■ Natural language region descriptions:
──────
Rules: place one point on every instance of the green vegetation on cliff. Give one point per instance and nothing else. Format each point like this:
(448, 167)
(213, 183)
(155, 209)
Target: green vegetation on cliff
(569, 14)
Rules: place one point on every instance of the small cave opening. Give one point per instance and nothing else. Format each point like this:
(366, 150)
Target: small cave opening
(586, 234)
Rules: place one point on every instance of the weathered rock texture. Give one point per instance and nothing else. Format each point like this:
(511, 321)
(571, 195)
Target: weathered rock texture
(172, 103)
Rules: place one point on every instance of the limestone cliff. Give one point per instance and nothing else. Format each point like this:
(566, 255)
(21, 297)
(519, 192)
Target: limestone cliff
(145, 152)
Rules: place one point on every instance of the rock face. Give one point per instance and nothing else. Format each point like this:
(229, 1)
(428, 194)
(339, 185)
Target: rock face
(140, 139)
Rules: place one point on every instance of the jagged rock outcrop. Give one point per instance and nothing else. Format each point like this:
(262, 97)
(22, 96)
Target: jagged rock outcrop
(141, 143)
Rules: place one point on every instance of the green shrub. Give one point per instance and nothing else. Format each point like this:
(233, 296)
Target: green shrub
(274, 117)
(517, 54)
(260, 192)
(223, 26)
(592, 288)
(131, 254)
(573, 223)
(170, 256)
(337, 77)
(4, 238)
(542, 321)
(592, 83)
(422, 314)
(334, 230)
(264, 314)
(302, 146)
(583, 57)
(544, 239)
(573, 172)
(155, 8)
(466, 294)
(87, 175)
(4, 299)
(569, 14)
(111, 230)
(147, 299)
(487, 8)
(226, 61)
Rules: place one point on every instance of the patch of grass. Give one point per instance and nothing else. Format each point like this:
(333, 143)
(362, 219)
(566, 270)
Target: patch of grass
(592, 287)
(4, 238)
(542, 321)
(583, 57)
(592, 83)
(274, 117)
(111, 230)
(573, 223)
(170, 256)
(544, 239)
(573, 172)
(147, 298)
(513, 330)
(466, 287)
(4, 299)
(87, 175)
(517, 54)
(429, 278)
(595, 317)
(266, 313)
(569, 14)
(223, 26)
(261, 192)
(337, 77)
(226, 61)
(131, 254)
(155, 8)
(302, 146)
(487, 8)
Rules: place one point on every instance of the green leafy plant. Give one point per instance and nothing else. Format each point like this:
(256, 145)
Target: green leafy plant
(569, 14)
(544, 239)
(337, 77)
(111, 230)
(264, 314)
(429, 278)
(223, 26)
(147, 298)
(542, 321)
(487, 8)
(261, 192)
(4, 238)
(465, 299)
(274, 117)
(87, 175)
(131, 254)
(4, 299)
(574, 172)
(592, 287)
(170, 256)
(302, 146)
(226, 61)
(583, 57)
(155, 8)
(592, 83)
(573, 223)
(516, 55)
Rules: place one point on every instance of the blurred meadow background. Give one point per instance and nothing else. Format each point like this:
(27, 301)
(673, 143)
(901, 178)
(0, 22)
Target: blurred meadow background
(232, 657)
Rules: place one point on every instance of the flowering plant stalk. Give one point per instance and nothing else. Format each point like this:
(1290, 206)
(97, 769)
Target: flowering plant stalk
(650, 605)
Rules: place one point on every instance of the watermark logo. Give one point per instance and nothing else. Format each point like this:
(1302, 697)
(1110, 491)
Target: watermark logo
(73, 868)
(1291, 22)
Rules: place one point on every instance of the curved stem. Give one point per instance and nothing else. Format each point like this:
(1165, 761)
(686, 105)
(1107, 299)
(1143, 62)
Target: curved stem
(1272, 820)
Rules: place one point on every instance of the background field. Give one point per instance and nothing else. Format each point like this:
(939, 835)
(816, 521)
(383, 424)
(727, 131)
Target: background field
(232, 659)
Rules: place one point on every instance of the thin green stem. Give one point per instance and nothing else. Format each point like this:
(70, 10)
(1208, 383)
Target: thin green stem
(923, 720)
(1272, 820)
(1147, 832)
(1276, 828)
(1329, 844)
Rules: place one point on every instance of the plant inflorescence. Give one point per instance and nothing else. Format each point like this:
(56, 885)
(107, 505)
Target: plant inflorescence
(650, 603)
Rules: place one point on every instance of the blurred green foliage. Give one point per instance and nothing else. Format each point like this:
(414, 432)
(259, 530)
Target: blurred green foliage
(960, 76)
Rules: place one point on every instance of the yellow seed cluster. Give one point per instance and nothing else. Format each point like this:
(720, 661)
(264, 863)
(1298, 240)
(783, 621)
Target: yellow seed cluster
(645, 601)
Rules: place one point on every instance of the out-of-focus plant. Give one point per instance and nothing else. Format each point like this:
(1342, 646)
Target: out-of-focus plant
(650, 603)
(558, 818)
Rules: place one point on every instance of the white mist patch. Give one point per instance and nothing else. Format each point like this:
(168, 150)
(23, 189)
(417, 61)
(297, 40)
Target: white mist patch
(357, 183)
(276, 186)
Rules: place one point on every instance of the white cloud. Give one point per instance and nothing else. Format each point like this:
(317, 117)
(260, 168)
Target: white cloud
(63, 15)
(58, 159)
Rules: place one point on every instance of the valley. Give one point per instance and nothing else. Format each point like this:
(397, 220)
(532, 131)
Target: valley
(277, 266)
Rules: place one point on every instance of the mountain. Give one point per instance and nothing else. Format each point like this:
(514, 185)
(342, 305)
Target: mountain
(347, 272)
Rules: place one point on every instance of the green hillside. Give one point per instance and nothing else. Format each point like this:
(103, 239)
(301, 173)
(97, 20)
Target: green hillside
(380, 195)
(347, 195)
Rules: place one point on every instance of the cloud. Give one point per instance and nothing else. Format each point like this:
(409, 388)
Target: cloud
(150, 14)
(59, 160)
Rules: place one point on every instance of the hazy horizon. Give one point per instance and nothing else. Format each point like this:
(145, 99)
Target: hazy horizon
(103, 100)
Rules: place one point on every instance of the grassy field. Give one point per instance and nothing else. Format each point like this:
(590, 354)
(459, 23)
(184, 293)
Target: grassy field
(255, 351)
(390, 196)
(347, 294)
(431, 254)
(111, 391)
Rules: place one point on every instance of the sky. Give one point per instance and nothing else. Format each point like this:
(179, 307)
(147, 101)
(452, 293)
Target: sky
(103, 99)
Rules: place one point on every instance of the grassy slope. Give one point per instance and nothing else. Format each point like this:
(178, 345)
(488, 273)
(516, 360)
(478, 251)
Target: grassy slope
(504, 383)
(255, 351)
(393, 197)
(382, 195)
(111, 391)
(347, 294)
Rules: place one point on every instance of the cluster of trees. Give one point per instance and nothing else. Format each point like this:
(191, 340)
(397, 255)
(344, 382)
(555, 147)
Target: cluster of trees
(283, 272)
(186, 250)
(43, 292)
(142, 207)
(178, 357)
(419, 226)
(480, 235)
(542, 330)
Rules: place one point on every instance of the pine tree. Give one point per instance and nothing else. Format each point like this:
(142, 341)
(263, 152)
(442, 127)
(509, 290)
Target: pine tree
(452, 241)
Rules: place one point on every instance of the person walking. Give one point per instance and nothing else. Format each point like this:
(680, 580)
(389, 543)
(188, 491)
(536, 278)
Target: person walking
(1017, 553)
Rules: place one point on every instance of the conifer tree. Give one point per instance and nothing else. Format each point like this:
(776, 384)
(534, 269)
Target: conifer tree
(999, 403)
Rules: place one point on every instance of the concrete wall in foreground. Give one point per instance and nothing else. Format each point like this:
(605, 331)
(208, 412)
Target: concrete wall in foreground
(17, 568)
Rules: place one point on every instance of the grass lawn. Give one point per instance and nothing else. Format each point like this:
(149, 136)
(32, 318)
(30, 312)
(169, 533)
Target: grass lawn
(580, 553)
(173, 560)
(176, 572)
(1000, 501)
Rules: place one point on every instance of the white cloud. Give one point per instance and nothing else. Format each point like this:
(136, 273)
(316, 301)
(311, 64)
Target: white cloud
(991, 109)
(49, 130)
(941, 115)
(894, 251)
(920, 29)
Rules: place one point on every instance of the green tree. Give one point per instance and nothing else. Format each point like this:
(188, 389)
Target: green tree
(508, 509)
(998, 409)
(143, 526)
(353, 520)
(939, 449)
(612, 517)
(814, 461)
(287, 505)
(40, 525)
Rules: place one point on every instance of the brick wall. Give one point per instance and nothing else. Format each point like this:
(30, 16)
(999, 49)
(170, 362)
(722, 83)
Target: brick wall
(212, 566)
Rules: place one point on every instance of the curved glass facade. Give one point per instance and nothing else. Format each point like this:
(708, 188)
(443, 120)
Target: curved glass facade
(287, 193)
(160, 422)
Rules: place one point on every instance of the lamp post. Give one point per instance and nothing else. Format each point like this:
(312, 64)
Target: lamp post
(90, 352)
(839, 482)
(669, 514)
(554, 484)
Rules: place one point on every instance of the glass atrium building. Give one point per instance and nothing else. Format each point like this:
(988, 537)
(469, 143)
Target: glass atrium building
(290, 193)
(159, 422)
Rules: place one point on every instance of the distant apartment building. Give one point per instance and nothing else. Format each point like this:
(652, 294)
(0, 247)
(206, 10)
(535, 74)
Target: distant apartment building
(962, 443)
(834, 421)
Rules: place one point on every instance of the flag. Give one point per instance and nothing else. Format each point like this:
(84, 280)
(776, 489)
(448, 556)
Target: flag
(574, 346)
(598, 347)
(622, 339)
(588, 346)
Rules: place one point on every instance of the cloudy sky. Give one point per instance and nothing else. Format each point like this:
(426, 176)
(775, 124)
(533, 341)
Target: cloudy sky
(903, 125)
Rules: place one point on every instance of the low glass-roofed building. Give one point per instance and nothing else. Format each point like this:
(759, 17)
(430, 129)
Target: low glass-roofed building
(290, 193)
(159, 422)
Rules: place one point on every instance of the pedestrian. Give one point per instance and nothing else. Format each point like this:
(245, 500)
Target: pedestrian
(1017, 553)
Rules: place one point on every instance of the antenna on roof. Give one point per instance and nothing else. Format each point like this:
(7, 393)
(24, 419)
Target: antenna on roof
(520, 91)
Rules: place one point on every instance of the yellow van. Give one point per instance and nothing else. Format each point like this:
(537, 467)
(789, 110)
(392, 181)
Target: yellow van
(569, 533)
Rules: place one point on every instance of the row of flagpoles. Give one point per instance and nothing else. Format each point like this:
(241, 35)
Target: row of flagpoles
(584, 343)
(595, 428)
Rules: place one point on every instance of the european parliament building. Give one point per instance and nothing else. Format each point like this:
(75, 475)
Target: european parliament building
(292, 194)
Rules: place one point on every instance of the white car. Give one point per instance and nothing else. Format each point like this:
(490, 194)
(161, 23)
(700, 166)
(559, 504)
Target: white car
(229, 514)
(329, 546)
──────
■ What to do:
Please reproduce exactly the lines from the first one of the records above through the line containing "Rules: place one point on every instance of the patch", both included, and nothing else.

■ Solution:
Rules: place one point on every instance of the green vegetation on cliff. Give one point per instance and nothing else. Format each point like this:
(448, 167)
(213, 183)
(155, 209)
Target: green vegetation on cliff
(569, 14)
Rules: place one point on every instance of the small cave opening. Give one point per instance and nothing else. Format each point like this:
(366, 150)
Target: small cave opening
(586, 234)
Rules: place one point on every instance of the weathered rock texture. Give one point per instance and nothing else. Format each point like this:
(511, 321)
(571, 195)
Target: weathered rock texture
(172, 103)
Rules: place one point on every instance of the limestone cliff. Give one point per instance and nothing else. Format each point like this:
(566, 255)
(21, 297)
(519, 192)
Target: limestone cliff
(145, 152)
Rules: place one point on every instance of the rock face. Give one point per instance and nothing else. Format each point like this:
(229, 1)
(428, 194)
(339, 185)
Target: rock face
(140, 139)
Rules: place one point on every instance of the jagged rock outcrop. Give one point per instance and nothing else. Format each point like this:
(262, 97)
(22, 96)
Target: jagged rock outcrop
(141, 143)
Rules: place one point on every instance of the green shrub. Give one point per instance and nothing else. Format each point like this:
(233, 296)
Target: green shrub
(274, 117)
(517, 54)
(260, 192)
(223, 26)
(592, 288)
(131, 254)
(573, 223)
(170, 256)
(337, 77)
(4, 238)
(542, 321)
(592, 83)
(422, 314)
(334, 230)
(264, 314)
(302, 146)
(583, 57)
(544, 239)
(573, 172)
(155, 8)
(466, 294)
(87, 175)
(4, 299)
(569, 14)
(111, 230)
(147, 299)
(487, 8)
(226, 61)
Rules: place one point on every instance of the patch of grass. Give one point per instance and nothing else. Format each point like this:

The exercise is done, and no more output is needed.